(Beginning of Task input)

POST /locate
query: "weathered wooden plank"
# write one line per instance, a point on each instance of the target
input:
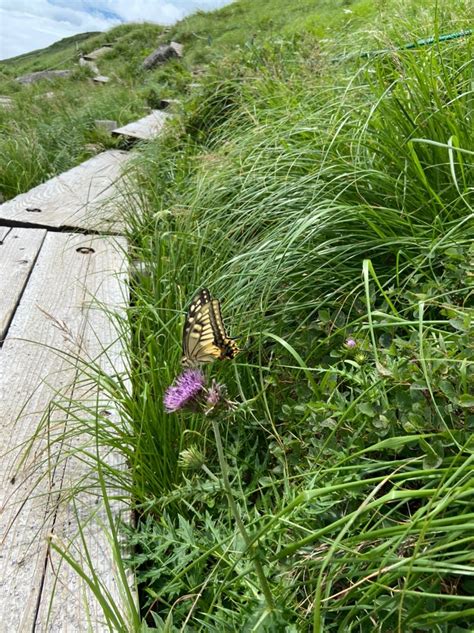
(146, 128)
(56, 326)
(4, 231)
(18, 252)
(101, 79)
(84, 197)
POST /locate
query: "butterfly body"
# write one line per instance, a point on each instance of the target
(204, 335)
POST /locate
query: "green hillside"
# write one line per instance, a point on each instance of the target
(321, 480)
(47, 56)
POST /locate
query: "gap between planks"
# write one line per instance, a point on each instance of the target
(87, 197)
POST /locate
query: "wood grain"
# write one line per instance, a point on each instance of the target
(84, 197)
(146, 128)
(18, 253)
(4, 231)
(58, 325)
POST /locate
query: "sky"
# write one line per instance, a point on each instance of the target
(26, 25)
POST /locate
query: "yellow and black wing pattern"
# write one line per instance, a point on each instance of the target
(204, 335)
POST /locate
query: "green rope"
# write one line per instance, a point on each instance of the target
(423, 42)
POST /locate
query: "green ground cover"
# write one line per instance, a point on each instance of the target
(327, 201)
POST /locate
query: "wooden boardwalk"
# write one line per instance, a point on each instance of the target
(63, 265)
(55, 288)
(58, 325)
(85, 197)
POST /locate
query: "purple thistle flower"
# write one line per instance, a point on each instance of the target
(184, 391)
(215, 394)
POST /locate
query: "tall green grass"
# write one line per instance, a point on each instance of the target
(328, 204)
(320, 207)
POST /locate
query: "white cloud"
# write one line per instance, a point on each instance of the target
(28, 25)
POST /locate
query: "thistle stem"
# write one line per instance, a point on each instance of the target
(235, 511)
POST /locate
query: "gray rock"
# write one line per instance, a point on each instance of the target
(43, 74)
(162, 54)
(106, 124)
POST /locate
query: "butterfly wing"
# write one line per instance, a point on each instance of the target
(227, 346)
(204, 335)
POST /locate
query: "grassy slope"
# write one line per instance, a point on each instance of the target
(313, 199)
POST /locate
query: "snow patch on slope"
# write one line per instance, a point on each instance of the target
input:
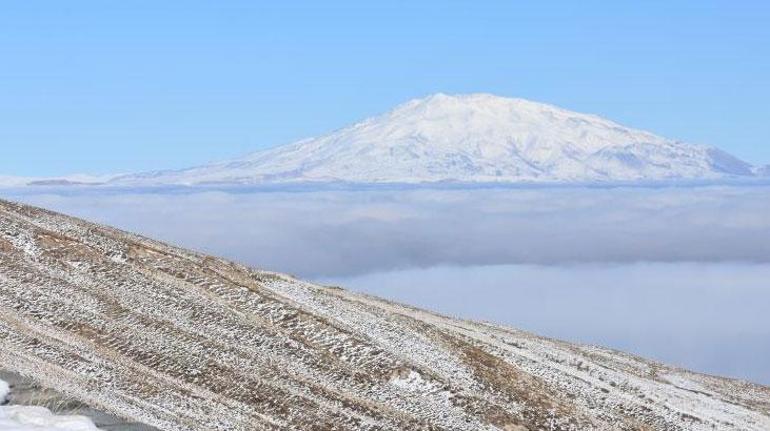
(469, 138)
(33, 418)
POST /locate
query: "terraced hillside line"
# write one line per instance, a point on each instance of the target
(183, 341)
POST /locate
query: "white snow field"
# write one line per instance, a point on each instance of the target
(33, 418)
(470, 138)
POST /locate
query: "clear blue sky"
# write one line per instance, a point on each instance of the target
(108, 86)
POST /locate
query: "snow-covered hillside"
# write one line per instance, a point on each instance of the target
(188, 342)
(470, 138)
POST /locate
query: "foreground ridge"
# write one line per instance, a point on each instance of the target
(184, 341)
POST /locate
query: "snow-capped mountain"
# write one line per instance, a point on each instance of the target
(470, 138)
(187, 342)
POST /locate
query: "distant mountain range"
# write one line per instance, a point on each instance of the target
(476, 138)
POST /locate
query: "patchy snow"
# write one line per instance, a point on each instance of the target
(33, 418)
(4, 391)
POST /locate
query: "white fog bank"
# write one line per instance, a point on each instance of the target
(337, 233)
(711, 318)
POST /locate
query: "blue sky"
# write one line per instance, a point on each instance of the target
(135, 85)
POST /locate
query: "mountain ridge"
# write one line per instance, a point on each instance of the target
(470, 138)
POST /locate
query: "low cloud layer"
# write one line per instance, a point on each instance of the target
(339, 233)
(679, 274)
(708, 317)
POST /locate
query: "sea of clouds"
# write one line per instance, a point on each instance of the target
(675, 273)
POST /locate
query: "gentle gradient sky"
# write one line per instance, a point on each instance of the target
(97, 87)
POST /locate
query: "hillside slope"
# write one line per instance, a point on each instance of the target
(183, 341)
(469, 138)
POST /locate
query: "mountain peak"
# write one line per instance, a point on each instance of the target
(475, 137)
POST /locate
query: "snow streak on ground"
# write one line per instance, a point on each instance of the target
(33, 418)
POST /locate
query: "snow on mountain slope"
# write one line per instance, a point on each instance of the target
(470, 138)
(188, 342)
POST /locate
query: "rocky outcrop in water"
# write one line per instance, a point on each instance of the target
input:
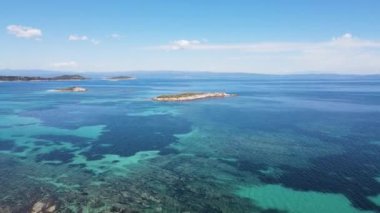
(37, 78)
(192, 96)
(72, 89)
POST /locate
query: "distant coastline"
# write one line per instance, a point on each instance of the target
(191, 96)
(38, 78)
(121, 78)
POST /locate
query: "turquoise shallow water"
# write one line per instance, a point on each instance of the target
(284, 144)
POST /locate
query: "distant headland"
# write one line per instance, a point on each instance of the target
(37, 78)
(121, 78)
(192, 96)
(71, 89)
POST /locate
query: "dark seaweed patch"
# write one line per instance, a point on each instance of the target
(6, 145)
(56, 155)
(168, 151)
(127, 135)
(58, 139)
(352, 173)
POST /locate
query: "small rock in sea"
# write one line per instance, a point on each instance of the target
(72, 89)
(43, 207)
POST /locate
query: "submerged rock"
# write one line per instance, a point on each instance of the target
(43, 207)
(72, 89)
(192, 96)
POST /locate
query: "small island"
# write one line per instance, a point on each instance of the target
(32, 78)
(192, 96)
(72, 89)
(121, 78)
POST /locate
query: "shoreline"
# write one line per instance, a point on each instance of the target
(191, 96)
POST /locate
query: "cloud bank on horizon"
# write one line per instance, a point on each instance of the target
(229, 39)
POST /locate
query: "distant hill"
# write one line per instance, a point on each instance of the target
(38, 78)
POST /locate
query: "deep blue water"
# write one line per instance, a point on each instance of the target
(113, 148)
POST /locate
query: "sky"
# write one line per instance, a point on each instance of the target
(256, 36)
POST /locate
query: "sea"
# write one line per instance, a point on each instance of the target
(285, 143)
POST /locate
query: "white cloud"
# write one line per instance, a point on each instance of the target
(83, 38)
(77, 38)
(344, 54)
(344, 41)
(182, 44)
(95, 42)
(116, 36)
(24, 32)
(65, 64)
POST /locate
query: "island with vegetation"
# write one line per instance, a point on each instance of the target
(72, 89)
(121, 78)
(37, 78)
(192, 96)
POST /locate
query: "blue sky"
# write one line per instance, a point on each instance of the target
(271, 36)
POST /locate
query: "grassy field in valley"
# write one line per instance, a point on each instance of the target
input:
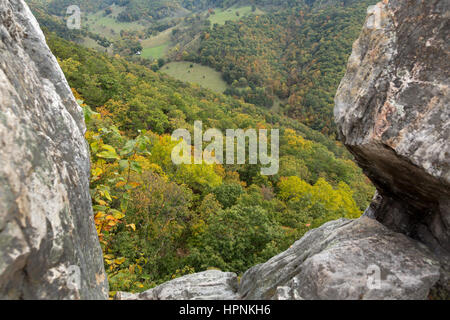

(End of Task input)

- About this task
Repeat each record exactly, with the pictures left out.

- Solved problem
POST /locate
query: "weathered wooden plank"
# write one line per instance, a point on each instance of the target
input:
(146, 128)
(56, 326)
(4, 231)
(18, 252)
(101, 79)
(84, 197)
POST /locate
query: "butterfly body"
# write one line per instance, a point on each instance of the target
(204, 335)
POST /locate
query: "green hillside"
# write one line per instance, a point on each instance of the target
(321, 480)
(47, 56)
POST /locate
query: "gap between planks"
# write one line per instance, a point on each instance of the target
(87, 197)
POST /locate
query: "wood grain"
# write one line per instance, a point on each instance of the target
(84, 197)
(146, 128)
(18, 253)
(4, 231)
(58, 325)
POST /locate
query: "sky"
# write one line per instance, a point on each instance of the target
(26, 25)
POST /locate
query: "yellow and black wing pattern"
# write one line per instance, a point on each instance of the target
(204, 335)
POST /locate
query: "green rope"
# write one line per instance, a point on each instance of the target
(423, 42)
POST /locate
query: "green ground cover"
# write one line per instance, a point on each instance of the target
(327, 201)
POST /locate
query: "wooden boardwalk"
# write one line per instance, a point on each instance of the target
(63, 265)
(55, 288)
(58, 325)
(85, 197)
POST /locate
query: "purple thistle flower"
# write one line per instance, a point on each instance of the target
(184, 391)
(215, 394)
POST /locate
query: "tall green grass"
# write one line per instance, a point on each instance of the target
(328, 204)
(320, 207)
POST /locate
query: "white cloud"
# write one line per instance, a point on each instance of the target
(28, 25)
POST /locate
query: "thistle stem"
# write one line per instance, a point on each instance of the target
(235, 511)
POST /locate
query: "gray rock"
# write one line per instance, a point on each instance of the target
(43, 74)
(162, 54)
(106, 124)
POST /locate
query: "butterfly wing"
# write one line per instance, a point on each instance of the target
(227, 346)
(204, 335)
POST /locate
query: "grassy slope"
# write one line per instance, a point on each instance of the target
(313, 199)
POST /locate
query: "snow patch on slope"
# write one line per instance, a point on each instance of the target
input:
(469, 138)
(33, 418)
POST /locate
query: "terraced hillside line"
# write one line per instance, a point on each instance of the target
(183, 341)
POST /locate
query: "white snow field"
# write one line per instance, a point on each instance of the target
(33, 418)
(470, 138)
POST /locate
query: "clear blue sky"
# write one line per instance, a point on each instance of the target
(108, 86)
POST /locate
query: "snow-covered hillside"
# write one line per instance, a point on each instance of the target
(188, 342)
(470, 138)
POST /locate
query: "foreground ridge"
# write one line per instance, a point on each instance of the target
(184, 341)
POST /locate
query: "snow-capped mountain"
# write one line per instance, a point on each instance of the target
(470, 138)
(187, 342)
POST /locate
query: "distant mountain range"
# write one line per instance, a point on each instance of the target
(476, 138)
POST /locate
query: "patchy snow"
# write one line per instance, a point on each instance of the target
(33, 418)
(4, 391)
POST /locate
query: "white fog bank"
# write one line per instance, a point on each instance of the target
(337, 233)
(711, 318)
POST /locate
query: "blue sky"
# write one line per instance, a point on each instance of the target
(135, 85)
POST /locate
query: "mountain ridge"
# write one line per instance, a point on each instance of the target
(470, 138)
POST /locate
query: "low cloud layer"
# write one line per instance, a point on each instance of the target
(339, 233)
(679, 274)
(708, 317)
POST /locate
query: "sea of clouds"
# write one line per instance, a point on each instance of the target
(675, 273)
POST /locate
query: "gentle gradient sky"
# write one line per instance, a point on each instance of the target
(97, 87)
POST /locate
query: "hillside slope"
# write one line per instance, a point on each instance of the target
(183, 341)
(469, 138)
POST /locate
query: "mountain peak"
# write one line per instance, a point on each instance of the target
(475, 137)
POST /locate
query: "snow streak on ground"
# write one line per instance, a point on each instance of the target
(33, 418)
POST /locate
query: "snow on mountain slope"
# write one line per instance, a point on each instance of the target
(470, 138)
(188, 342)
POST /locate
query: "rocky outcrop in water"
# write one line per instance, a point on each instance of the target
input:
(37, 78)
(192, 96)
(72, 89)
POST /locate
query: "distant coastline"
# write one line per instance, a point on each instance of the target
(191, 96)
(38, 78)
(121, 78)
POST /locate
query: "turquoise shallow water"
# write one line per instance, a point on each instance of the target
(284, 144)
POST /locate
query: "distant headland"
# write one line per instance, a point on each instance of the target
(37, 78)
(121, 78)
(192, 96)
(71, 89)
POST /locate
query: "dark seaweed patch"
# write one line per instance, a point on each instance of the target
(6, 145)
(56, 155)
(168, 151)
(127, 135)
(58, 139)
(352, 173)
POST /locate
query: "small rock in sea"
# write one line per instance, a point on each instance of the target
(72, 89)
(43, 207)
POST /locate
query: "submerged rock"
# write one line per instance, a point on each instance of the target
(43, 207)
(72, 89)
(192, 96)
POST /locate
query: "small island"
# write one line per instance, a point on each instance of the target
(32, 78)
(192, 96)
(72, 89)
(121, 78)
POST /locate
query: "shoreline"
# write one line per instance, a point on each instance of the target
(191, 96)
POST /locate
query: "cloud bank on horizon"
# write one line per instance, a point on each instance of the target
(229, 39)
POST /locate
query: "distant hill"
# write one line per instance, a point on each instance of the target
(38, 78)
POST /locate
query: "deep blue water"
# write one line per instance, a point on each instance of the target
(113, 148)
POST /locate
query: "sky"
# write one line per instance, a point on each instance of the target
(256, 36)
POST /locate
query: "sea"
# write one line per instance, a point on each instance of the target
(285, 143)
POST /locate
query: "white cloud"
# write one line per instance, a point on each instance of the target
(83, 38)
(77, 38)
(344, 54)
(344, 41)
(182, 44)
(95, 42)
(116, 36)
(24, 32)
(65, 64)
POST /locate
query: "island with vegetation"
# write one line per instance, a point on each instance of the target
(72, 89)
(121, 78)
(37, 78)
(192, 96)
POST /locate
query: "blue sky"
# write one line per instance, a point on each instance of the target
(271, 36)
POST /locate
query: "grassy field in valley"
# write one line per instance, a point on each instance of the target
input:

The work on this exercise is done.